#### YOUR TASK
Give the listing below as a Markdown table with the columns No. and Line, covering only the lines from the one that contains "gray hair. Return only the coordinates." through the end of the listing, with blank lines omitted.

Items from a data source:
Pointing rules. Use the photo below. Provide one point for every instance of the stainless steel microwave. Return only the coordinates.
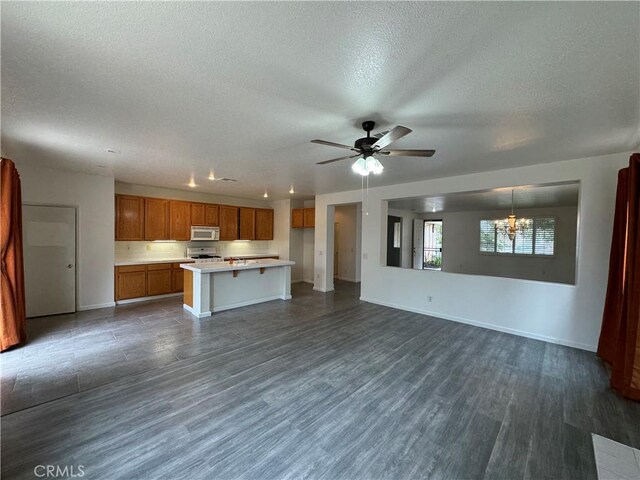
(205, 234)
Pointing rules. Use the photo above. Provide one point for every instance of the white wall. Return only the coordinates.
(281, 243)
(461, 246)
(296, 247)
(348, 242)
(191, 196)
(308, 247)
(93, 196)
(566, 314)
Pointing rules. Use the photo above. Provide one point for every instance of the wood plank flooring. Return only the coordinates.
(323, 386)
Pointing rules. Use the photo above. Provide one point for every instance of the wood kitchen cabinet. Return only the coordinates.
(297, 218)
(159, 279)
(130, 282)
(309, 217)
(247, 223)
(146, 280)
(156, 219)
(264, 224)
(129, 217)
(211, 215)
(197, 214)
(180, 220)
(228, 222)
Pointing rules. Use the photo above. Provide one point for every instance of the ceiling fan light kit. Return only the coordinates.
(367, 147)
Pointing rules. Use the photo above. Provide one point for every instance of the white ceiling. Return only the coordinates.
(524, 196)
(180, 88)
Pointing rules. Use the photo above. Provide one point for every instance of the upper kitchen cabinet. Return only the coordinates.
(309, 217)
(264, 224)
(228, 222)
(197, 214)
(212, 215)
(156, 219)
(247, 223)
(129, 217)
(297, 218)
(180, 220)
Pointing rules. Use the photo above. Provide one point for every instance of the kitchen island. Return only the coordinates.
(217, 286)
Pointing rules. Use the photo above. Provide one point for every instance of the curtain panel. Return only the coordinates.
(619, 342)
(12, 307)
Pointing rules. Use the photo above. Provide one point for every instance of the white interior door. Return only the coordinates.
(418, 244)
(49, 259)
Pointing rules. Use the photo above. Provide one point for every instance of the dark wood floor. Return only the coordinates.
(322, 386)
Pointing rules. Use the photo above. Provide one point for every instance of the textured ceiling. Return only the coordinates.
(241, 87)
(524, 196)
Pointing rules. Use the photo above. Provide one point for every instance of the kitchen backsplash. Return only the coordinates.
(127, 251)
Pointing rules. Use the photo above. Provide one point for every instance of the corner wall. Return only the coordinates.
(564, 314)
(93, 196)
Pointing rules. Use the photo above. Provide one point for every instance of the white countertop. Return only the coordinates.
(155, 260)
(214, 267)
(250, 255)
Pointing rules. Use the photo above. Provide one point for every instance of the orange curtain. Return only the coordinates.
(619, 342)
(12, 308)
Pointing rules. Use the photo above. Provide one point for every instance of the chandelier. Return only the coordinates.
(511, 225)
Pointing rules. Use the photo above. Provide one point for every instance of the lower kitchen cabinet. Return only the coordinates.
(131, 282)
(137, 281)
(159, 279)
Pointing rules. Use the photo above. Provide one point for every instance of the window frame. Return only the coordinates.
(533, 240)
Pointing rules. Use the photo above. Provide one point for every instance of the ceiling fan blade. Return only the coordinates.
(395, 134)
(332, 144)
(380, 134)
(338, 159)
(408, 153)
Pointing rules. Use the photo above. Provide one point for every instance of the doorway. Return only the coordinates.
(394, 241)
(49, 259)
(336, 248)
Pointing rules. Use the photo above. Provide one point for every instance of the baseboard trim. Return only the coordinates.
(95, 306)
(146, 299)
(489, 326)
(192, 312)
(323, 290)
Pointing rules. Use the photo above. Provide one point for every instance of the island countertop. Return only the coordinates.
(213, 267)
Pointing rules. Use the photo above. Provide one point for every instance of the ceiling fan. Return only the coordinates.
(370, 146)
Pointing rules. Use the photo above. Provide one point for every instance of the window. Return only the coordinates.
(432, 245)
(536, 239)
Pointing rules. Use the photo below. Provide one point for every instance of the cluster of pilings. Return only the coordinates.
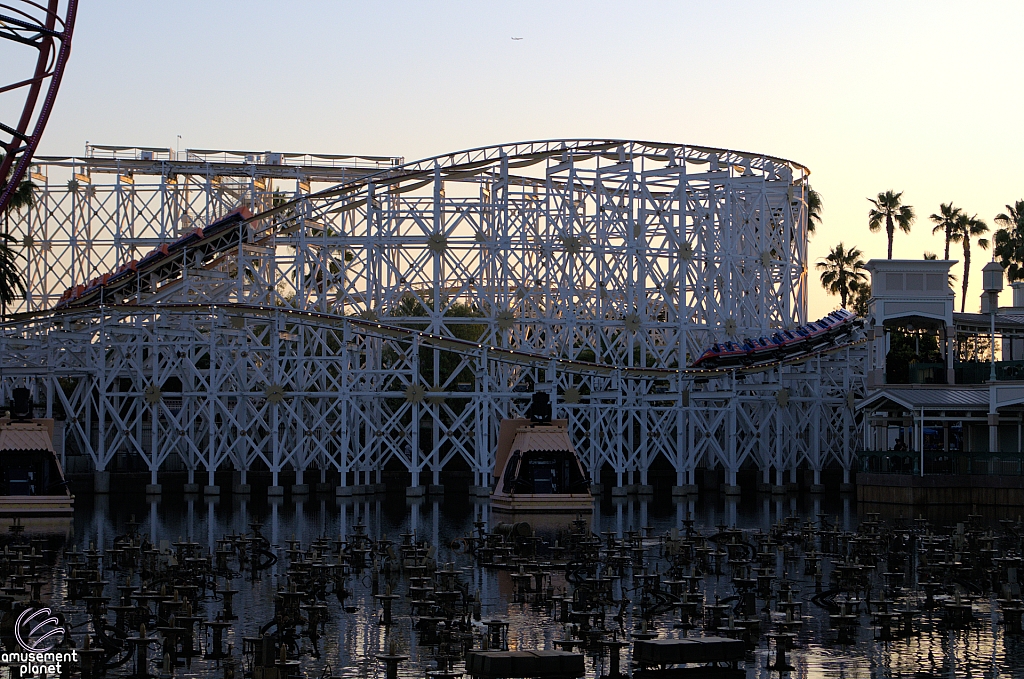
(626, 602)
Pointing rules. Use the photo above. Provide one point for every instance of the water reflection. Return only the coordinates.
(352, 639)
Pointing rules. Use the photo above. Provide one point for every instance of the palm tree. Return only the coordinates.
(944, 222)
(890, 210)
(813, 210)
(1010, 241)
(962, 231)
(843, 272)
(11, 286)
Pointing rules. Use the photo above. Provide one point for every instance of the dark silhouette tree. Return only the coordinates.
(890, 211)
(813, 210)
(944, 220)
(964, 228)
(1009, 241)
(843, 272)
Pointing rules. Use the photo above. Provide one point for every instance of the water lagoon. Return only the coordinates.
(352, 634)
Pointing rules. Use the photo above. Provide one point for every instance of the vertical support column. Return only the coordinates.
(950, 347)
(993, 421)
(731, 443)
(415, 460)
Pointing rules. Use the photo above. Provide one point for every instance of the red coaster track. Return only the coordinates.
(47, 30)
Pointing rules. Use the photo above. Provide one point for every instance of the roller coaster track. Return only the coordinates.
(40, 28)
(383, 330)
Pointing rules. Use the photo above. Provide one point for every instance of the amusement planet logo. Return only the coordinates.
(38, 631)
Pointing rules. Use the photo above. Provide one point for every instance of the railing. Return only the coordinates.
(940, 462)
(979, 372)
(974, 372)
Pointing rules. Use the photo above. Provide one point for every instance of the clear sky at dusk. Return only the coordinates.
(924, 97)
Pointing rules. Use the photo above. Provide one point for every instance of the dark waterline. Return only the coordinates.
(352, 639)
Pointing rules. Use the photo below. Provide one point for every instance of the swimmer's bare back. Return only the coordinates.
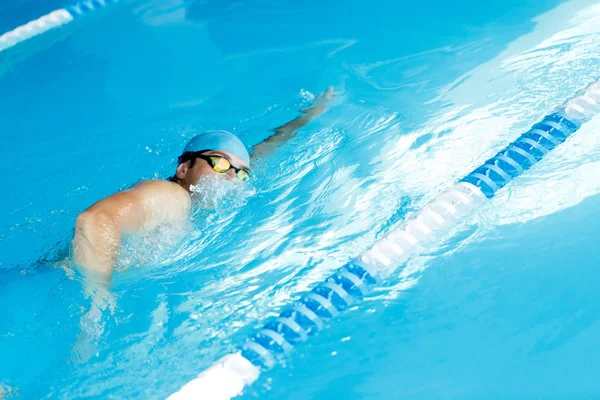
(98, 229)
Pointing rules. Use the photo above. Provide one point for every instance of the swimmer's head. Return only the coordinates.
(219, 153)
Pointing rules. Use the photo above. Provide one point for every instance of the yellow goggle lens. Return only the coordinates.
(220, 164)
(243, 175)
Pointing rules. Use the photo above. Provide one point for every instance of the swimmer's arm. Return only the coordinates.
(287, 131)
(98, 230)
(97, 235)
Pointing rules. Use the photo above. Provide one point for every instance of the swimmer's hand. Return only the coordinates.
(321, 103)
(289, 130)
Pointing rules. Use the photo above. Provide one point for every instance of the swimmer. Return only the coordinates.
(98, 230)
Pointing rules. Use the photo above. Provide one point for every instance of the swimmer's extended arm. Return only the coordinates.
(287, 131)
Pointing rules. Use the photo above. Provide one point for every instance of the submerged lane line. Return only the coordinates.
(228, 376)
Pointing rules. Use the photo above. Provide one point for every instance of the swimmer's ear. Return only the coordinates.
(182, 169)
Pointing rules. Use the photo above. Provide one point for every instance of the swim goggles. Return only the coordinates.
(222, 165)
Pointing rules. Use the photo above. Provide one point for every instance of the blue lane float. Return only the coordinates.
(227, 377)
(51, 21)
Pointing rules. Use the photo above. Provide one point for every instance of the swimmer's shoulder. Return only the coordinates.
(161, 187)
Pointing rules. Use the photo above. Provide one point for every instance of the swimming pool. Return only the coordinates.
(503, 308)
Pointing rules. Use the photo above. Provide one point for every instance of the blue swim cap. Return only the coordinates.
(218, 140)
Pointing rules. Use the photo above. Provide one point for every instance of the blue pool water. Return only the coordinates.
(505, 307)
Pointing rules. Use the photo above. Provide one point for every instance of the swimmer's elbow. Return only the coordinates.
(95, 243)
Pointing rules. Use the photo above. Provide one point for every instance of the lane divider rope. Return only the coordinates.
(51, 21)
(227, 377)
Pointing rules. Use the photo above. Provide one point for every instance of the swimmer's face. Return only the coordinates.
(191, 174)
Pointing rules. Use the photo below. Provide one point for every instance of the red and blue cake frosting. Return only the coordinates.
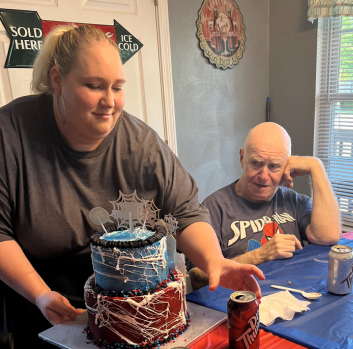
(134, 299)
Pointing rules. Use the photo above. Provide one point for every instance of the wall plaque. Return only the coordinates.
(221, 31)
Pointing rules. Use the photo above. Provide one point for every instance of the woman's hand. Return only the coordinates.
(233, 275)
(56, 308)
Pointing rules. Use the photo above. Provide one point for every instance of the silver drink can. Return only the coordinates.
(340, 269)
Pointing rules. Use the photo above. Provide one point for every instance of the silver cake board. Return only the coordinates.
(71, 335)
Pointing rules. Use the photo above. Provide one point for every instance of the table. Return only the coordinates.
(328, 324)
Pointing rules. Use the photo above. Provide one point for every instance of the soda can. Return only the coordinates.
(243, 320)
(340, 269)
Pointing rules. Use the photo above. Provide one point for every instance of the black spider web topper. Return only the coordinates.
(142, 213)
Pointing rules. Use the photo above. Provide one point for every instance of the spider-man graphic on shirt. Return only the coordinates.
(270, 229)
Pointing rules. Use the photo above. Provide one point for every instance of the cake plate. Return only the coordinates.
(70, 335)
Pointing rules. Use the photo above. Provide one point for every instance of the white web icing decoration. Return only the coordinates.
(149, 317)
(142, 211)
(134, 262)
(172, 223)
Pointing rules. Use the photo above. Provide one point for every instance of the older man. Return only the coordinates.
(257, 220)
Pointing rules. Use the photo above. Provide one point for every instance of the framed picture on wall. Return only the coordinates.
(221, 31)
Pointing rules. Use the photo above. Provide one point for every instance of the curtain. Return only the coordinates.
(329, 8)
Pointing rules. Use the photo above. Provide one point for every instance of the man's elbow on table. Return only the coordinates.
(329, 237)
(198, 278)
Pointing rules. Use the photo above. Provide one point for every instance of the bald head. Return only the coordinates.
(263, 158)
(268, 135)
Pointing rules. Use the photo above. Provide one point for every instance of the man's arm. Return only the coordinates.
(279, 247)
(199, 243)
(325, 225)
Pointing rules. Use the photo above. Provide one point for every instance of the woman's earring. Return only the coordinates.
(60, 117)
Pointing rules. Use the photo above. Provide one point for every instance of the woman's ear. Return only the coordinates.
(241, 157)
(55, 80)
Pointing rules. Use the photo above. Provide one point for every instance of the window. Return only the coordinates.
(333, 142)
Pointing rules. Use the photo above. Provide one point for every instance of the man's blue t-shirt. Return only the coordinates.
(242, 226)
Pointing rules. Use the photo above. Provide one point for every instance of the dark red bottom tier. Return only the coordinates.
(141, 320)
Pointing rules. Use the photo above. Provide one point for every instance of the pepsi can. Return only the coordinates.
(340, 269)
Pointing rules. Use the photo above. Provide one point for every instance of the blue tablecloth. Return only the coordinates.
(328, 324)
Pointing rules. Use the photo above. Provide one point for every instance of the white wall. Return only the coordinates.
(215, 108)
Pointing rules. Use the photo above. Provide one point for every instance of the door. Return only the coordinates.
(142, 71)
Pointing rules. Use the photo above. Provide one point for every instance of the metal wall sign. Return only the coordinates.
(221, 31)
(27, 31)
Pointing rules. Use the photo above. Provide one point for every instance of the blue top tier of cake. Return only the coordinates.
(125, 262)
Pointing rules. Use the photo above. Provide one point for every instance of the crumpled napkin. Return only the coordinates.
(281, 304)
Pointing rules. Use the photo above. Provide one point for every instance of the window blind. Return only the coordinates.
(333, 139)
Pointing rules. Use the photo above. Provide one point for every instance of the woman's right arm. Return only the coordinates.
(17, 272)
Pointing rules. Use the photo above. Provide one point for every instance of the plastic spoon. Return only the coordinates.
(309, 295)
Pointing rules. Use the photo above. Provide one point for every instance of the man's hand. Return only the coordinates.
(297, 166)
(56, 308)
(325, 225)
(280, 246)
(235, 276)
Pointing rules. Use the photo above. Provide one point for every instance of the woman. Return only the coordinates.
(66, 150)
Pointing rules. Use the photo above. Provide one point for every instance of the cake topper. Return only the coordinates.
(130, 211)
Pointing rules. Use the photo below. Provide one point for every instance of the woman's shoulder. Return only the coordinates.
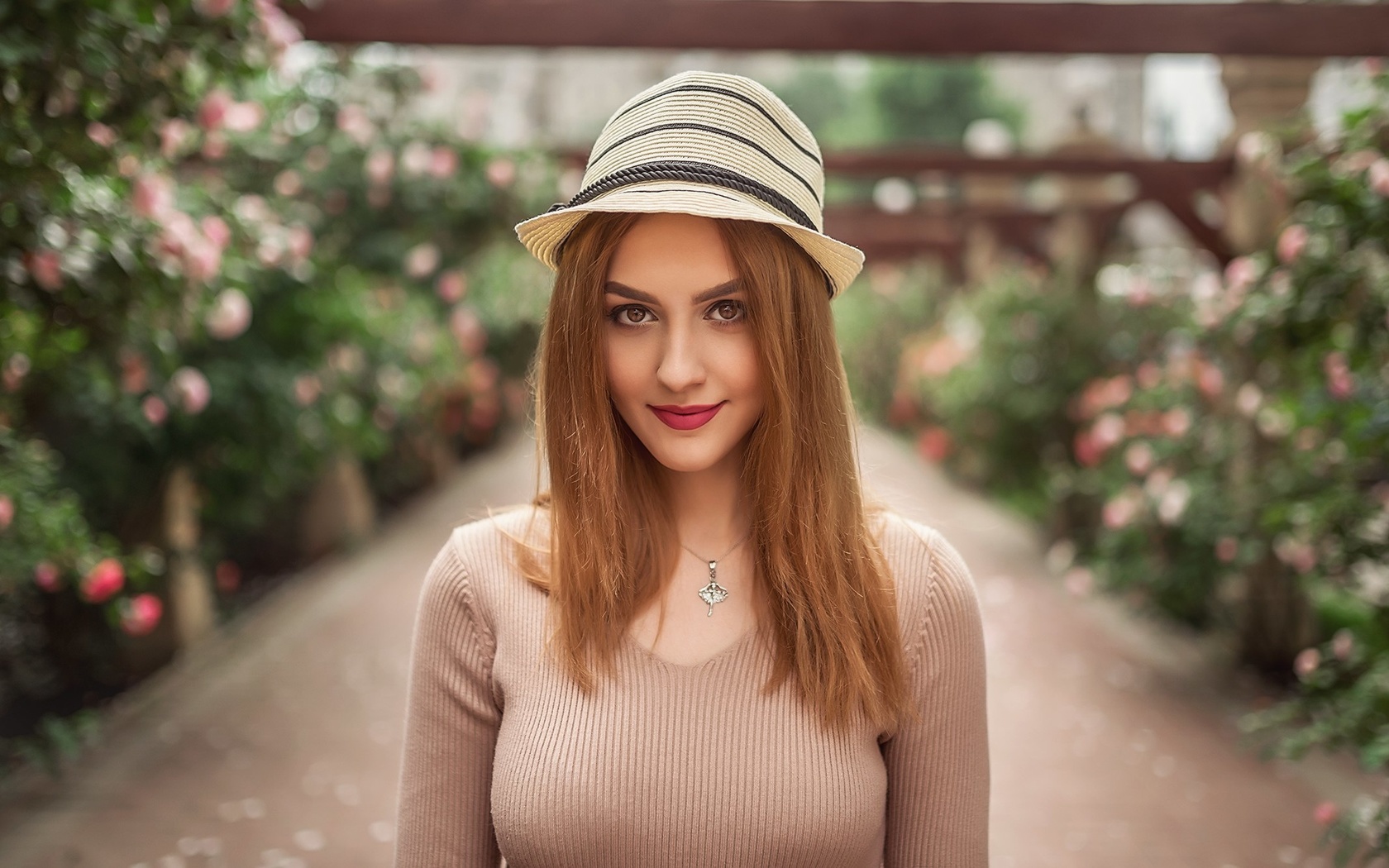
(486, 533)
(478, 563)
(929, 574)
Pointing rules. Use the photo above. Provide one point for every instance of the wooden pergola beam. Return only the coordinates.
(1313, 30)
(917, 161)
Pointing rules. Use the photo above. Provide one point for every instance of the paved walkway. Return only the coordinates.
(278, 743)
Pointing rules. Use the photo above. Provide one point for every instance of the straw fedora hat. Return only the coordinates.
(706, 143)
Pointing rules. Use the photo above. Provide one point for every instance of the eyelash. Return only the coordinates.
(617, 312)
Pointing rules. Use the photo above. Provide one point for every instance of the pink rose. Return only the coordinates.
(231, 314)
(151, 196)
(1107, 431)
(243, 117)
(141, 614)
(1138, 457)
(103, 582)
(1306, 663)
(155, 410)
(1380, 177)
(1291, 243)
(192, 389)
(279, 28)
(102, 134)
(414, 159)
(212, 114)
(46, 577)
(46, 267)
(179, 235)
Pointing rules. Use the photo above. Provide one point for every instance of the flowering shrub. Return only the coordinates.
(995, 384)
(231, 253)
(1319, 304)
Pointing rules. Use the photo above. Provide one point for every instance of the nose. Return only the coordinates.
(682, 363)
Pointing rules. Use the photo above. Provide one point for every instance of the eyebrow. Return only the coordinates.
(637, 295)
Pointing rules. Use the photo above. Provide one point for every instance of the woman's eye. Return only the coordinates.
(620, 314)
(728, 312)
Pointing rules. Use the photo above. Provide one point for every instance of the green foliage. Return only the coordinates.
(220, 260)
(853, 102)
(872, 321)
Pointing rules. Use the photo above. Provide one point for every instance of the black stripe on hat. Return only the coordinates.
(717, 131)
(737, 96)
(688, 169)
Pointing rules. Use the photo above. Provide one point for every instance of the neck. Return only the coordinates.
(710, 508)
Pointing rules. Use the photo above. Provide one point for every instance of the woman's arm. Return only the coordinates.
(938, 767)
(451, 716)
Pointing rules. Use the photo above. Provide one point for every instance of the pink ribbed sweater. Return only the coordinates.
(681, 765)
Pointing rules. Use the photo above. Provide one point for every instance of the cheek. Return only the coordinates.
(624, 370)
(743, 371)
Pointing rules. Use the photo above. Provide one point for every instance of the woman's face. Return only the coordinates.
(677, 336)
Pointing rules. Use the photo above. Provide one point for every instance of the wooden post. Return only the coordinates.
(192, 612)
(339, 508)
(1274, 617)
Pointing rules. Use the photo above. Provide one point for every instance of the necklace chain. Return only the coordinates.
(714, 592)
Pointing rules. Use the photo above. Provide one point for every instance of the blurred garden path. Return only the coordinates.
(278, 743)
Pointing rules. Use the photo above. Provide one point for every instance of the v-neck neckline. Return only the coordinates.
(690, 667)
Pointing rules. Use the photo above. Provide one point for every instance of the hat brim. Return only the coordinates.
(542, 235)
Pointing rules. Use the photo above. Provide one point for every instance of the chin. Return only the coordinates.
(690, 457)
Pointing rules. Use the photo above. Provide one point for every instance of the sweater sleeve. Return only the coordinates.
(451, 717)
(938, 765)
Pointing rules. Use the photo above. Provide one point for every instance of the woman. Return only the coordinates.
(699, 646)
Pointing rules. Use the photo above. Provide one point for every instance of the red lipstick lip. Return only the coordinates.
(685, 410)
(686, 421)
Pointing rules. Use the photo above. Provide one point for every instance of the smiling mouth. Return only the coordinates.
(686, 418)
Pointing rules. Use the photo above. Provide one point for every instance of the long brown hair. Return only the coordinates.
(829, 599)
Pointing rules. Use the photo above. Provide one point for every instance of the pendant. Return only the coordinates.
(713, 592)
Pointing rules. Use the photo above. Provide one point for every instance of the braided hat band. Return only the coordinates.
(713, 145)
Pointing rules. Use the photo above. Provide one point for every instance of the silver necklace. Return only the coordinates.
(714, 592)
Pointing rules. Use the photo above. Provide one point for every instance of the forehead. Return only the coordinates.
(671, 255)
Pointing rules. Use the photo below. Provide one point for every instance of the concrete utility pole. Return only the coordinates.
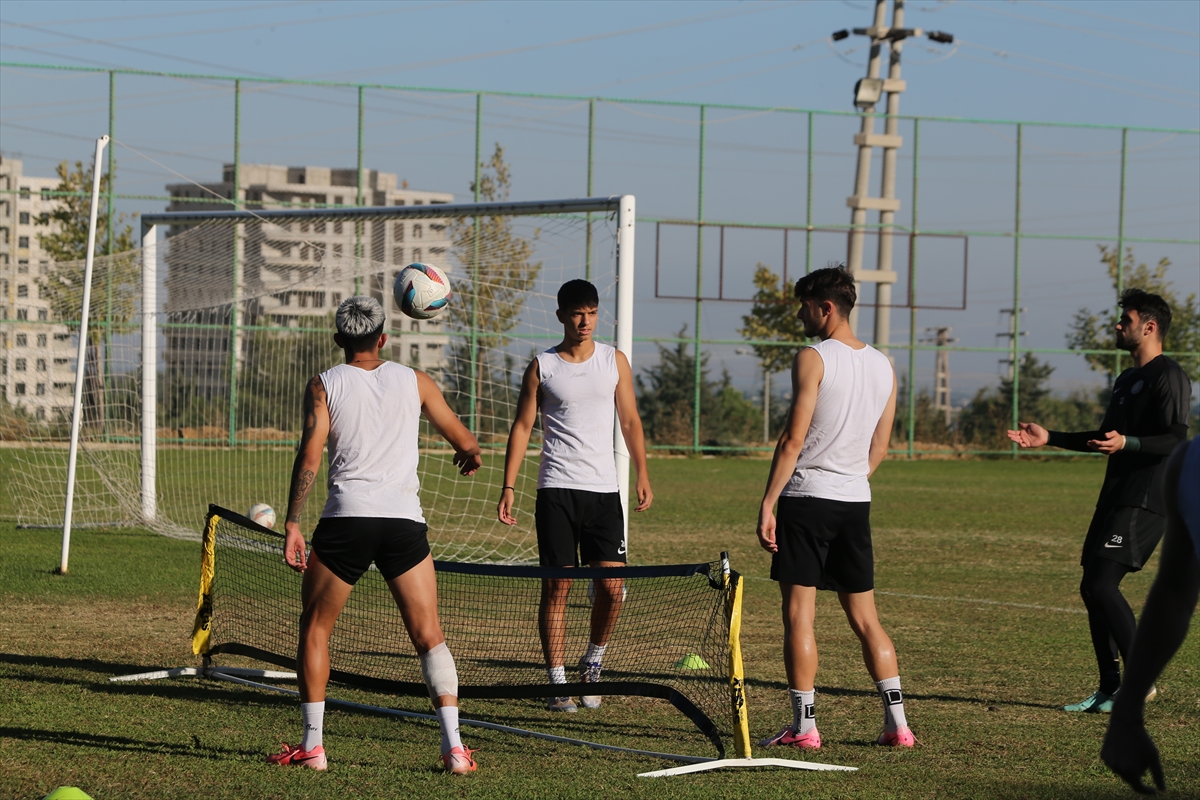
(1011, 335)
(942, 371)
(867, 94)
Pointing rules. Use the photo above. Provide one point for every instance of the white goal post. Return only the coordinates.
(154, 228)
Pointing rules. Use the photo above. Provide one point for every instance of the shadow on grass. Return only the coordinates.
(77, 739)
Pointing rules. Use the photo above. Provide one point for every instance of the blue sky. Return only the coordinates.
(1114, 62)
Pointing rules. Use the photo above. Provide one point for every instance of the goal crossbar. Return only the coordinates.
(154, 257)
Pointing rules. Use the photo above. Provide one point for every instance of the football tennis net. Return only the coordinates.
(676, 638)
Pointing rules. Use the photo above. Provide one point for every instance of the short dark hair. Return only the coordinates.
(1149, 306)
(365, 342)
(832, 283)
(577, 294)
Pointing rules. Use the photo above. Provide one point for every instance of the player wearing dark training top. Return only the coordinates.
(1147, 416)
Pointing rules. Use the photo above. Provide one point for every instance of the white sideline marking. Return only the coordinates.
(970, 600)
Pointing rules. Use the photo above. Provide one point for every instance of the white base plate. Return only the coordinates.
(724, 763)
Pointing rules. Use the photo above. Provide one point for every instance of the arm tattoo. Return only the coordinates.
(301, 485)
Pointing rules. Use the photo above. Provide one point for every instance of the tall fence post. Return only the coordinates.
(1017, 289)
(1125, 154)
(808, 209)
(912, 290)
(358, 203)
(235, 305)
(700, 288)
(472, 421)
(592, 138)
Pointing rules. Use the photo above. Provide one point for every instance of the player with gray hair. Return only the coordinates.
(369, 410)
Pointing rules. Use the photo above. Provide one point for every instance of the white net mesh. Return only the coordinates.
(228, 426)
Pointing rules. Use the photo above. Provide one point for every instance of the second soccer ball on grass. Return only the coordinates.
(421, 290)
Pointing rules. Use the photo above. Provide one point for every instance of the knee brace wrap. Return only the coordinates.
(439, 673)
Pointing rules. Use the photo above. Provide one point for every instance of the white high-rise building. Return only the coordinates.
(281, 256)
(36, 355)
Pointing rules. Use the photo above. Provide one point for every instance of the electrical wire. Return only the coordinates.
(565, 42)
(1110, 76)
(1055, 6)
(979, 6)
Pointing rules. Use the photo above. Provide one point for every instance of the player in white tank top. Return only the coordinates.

#### REPLY TO THE EXERCISE
| No. | Line |
|---|---|
| 1 | Pointing rules. Use the photo above. Provide one point for every instance of the player with gray hair. Return only the coordinates. |
| 2 | (369, 410) |
| 3 | Pointing rules. Use the photo above. Provide one point for every instance of the white net mesh. Return only the coordinates. |
| 4 | (228, 426) |
| 5 | Pointing rules. Use the photo above. Provide one point for every instance of the second soccer ball on grass. Return only the coordinates. |
| 6 | (421, 290) |
| 7 | Pointing rules. Use the photo above. Provide one point for every instance of the knee brace wrap. Return only the coordinates. |
| 8 | (439, 673) |
| 9 | Pointing rules. Use the photo above. Provide one point for every instance of the white high-rise building. Return only the coordinates. |
| 10 | (281, 256) |
| 11 | (36, 355) |
| 12 | Pointing rules. Use the photo above. Provide one point for every instance of the electrical wire. Return only the coordinates. |
| 13 | (565, 42) |
| 14 | (1110, 76) |
| 15 | (1055, 6) |
| 16 | (979, 6) |
| 17 | Pointing rules. Use the photo above. Provide one point for every instance of the player in white tank top. Return only the coordinates. |